== SOURCE MATERIAL ==

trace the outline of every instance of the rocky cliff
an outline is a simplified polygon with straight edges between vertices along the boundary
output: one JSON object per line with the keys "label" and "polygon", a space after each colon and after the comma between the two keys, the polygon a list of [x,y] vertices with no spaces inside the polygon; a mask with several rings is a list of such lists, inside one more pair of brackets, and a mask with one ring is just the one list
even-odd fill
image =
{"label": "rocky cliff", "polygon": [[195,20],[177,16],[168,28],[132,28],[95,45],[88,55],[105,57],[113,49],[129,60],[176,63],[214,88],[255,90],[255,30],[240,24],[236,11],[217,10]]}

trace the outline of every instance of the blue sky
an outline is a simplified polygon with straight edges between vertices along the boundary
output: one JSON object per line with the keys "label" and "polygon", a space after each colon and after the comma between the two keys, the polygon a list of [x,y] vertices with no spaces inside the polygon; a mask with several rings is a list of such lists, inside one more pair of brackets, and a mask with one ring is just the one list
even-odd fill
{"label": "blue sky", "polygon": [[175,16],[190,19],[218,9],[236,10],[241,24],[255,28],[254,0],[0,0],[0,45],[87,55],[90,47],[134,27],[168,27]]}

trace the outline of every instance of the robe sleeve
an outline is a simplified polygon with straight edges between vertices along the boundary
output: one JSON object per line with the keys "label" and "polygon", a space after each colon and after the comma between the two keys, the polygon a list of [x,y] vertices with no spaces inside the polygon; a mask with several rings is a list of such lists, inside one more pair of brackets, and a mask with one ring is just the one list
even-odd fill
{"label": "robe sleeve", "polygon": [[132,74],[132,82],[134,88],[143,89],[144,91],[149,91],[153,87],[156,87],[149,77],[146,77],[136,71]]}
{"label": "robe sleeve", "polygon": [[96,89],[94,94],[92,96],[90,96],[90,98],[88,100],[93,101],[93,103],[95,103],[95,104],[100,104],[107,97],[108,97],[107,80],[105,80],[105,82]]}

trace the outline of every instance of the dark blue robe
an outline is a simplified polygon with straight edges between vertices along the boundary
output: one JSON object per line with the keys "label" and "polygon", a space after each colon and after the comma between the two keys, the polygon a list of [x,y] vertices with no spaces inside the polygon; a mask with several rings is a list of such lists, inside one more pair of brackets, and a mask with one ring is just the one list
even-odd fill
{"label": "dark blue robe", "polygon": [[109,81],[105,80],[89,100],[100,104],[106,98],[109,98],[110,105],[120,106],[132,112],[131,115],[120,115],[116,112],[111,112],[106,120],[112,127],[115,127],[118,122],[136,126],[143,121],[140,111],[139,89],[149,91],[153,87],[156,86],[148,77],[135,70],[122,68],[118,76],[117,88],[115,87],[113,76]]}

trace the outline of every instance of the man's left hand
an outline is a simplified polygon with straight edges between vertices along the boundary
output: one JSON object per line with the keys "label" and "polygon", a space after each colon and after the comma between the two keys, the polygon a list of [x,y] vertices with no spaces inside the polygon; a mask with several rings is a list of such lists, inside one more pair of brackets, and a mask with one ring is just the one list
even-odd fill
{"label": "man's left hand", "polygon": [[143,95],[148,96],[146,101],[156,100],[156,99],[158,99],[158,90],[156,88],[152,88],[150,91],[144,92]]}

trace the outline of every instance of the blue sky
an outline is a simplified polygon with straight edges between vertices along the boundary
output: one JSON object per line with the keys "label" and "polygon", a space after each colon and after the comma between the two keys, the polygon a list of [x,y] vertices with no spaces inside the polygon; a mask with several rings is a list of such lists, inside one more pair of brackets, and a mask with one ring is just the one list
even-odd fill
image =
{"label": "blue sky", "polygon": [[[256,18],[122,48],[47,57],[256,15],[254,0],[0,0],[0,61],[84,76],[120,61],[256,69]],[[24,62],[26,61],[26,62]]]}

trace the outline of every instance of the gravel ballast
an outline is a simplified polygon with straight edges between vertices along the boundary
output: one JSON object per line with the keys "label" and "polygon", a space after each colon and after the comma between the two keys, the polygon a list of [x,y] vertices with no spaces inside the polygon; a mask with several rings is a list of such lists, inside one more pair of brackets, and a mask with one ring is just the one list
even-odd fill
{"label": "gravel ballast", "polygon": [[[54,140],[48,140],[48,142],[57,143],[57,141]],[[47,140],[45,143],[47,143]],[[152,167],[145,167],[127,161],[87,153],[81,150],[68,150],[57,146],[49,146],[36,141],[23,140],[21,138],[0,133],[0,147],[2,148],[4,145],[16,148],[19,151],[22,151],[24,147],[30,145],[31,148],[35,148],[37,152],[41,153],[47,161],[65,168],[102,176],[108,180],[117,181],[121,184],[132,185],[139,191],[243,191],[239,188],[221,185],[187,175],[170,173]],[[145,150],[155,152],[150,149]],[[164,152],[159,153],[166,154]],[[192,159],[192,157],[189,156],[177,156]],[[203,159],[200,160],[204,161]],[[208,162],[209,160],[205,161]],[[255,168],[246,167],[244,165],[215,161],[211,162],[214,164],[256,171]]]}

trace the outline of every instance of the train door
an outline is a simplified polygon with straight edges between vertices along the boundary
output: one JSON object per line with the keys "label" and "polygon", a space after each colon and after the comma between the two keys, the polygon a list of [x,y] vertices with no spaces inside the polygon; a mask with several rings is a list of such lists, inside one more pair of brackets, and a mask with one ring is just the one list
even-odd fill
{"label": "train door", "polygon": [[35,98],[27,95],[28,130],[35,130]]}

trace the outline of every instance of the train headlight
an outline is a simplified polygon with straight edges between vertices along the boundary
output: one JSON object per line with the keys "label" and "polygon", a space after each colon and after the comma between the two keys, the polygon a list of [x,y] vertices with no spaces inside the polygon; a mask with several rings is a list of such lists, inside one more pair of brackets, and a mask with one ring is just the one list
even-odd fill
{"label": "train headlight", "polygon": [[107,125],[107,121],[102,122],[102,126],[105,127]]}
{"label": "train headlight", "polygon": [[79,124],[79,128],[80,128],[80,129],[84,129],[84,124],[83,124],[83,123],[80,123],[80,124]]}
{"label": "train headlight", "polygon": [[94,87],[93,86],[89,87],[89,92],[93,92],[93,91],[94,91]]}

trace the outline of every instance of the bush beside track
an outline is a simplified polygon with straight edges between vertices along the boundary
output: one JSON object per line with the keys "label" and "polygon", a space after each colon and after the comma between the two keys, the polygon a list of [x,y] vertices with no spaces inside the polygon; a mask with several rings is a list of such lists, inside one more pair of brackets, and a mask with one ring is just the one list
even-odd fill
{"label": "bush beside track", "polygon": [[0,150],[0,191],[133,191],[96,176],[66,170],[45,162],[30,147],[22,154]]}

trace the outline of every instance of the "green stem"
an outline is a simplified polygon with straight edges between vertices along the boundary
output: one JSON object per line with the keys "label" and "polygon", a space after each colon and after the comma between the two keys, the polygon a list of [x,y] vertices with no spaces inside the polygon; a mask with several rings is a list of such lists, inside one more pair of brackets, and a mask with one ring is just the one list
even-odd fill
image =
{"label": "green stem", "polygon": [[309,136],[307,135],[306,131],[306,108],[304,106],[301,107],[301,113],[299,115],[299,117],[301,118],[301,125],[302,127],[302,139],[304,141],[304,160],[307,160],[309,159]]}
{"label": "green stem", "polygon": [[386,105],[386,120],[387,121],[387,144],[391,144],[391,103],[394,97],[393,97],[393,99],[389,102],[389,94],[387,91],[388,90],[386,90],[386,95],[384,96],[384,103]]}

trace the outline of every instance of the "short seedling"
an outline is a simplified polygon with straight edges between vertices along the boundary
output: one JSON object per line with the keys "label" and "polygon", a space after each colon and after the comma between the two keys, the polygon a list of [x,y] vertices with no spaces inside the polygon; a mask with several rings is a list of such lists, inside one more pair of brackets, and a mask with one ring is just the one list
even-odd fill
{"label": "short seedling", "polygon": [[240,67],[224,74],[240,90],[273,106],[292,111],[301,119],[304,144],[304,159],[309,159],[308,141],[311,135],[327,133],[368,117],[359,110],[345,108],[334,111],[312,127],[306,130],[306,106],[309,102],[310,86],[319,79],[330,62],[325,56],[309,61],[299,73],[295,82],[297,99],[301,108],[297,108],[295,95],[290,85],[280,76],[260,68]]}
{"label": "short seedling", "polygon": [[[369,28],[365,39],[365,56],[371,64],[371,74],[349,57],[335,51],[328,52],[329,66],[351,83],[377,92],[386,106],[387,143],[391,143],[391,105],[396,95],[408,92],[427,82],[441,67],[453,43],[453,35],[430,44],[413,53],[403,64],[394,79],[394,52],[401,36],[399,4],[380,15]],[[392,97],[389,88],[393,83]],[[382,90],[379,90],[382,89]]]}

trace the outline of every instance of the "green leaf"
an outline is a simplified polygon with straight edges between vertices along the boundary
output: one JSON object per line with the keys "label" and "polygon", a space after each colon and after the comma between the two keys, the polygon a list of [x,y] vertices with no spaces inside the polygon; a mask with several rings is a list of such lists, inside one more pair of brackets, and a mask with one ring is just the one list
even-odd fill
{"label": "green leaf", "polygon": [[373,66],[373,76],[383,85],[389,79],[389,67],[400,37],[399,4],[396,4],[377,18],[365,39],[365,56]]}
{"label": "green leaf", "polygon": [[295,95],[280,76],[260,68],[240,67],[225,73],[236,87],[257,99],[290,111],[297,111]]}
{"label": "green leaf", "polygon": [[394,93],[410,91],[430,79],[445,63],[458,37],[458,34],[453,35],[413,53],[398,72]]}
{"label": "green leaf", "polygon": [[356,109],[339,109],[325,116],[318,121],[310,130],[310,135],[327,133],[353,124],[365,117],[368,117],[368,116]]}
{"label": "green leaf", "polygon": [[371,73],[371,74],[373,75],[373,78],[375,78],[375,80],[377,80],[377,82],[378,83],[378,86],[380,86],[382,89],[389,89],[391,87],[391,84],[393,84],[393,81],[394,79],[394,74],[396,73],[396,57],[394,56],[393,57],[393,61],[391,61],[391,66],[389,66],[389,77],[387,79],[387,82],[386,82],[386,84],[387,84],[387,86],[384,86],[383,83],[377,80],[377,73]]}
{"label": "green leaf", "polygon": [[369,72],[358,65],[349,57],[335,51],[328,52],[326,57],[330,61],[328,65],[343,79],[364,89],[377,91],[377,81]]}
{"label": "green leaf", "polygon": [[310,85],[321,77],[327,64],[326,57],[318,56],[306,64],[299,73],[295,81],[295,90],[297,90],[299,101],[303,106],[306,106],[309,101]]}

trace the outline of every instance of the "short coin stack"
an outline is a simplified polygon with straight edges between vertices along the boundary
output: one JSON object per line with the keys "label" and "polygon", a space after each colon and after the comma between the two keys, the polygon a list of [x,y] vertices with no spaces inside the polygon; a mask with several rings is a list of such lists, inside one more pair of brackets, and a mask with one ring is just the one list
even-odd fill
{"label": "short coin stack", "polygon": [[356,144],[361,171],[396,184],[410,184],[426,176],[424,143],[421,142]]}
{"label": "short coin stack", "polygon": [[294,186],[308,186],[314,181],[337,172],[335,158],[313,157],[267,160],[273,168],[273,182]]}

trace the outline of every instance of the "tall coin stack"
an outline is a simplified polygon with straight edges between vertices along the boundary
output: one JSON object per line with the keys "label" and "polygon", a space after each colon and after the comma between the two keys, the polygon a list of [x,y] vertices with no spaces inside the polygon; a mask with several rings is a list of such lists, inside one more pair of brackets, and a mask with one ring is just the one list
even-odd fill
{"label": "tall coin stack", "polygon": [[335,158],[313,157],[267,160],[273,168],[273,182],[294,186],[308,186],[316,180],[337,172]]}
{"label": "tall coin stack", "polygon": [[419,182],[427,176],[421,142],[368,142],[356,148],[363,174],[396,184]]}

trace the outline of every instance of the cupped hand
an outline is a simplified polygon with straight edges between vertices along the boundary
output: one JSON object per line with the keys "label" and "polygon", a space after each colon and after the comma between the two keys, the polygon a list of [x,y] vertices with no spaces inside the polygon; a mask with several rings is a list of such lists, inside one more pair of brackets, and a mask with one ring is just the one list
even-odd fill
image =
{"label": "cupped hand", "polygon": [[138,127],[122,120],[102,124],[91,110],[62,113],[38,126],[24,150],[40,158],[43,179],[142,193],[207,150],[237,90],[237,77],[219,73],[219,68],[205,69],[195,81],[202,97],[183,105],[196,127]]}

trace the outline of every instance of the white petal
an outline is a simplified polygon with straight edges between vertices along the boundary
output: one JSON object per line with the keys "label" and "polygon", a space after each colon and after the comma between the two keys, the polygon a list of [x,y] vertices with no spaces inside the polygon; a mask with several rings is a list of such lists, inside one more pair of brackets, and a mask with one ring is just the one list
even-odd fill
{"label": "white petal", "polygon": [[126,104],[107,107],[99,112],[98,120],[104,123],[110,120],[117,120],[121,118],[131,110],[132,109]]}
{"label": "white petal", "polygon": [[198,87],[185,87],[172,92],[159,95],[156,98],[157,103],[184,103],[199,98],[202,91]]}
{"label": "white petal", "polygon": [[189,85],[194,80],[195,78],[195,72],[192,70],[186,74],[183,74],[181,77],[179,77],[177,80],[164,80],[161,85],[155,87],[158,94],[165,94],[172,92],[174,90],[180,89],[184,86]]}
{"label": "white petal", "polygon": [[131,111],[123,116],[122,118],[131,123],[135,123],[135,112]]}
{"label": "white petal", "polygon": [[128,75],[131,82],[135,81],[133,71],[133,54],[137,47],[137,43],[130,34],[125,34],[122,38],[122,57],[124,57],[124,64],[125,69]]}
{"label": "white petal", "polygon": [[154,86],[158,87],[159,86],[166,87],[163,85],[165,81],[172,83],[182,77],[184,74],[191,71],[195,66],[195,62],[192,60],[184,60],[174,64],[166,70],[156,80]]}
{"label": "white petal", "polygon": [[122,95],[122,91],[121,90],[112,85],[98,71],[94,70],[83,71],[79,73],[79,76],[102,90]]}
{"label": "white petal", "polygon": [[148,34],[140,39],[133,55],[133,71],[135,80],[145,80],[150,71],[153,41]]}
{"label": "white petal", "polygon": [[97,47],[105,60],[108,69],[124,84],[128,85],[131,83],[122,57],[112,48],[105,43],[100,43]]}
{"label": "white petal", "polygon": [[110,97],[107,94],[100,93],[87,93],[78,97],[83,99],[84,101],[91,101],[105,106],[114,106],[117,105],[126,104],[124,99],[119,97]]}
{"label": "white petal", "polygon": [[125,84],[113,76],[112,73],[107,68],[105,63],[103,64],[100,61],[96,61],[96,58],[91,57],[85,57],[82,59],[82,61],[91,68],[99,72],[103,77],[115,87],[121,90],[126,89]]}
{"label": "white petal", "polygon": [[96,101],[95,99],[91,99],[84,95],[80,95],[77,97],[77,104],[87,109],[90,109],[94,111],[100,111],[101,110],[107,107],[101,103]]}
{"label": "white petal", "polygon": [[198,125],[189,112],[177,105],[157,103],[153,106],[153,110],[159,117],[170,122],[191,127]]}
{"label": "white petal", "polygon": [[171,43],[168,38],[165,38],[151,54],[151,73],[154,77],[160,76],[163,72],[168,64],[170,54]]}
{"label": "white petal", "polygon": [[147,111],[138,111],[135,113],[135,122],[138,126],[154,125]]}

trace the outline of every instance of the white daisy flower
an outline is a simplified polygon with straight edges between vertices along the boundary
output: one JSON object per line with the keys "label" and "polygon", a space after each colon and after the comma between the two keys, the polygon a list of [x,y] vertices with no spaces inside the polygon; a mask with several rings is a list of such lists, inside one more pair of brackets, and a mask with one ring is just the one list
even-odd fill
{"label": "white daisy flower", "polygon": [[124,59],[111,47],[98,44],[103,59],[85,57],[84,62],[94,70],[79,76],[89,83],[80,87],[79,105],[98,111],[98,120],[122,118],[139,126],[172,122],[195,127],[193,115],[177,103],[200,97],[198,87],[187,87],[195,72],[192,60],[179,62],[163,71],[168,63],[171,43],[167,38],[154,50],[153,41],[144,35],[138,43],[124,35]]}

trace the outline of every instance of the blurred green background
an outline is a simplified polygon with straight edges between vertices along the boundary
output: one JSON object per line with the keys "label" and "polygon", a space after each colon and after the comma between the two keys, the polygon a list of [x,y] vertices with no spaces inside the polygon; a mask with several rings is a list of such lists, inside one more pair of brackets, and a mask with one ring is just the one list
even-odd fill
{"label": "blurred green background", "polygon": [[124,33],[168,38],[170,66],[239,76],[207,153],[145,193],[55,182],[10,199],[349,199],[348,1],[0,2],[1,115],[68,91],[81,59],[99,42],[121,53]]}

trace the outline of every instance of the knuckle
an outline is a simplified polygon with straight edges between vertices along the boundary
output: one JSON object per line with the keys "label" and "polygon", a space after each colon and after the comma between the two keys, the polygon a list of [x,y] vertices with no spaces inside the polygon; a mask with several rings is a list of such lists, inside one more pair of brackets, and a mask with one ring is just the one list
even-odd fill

===

▶ [WHAT IS EXPECTED]: Find each line in the records above that contains the word "door", and copy every one of those lines.

▶ [PROBLEM SOLUTION]:
trace the outline of every instance of the train door
{"label": "train door", "polygon": [[35,98],[27,95],[28,130],[35,130]]}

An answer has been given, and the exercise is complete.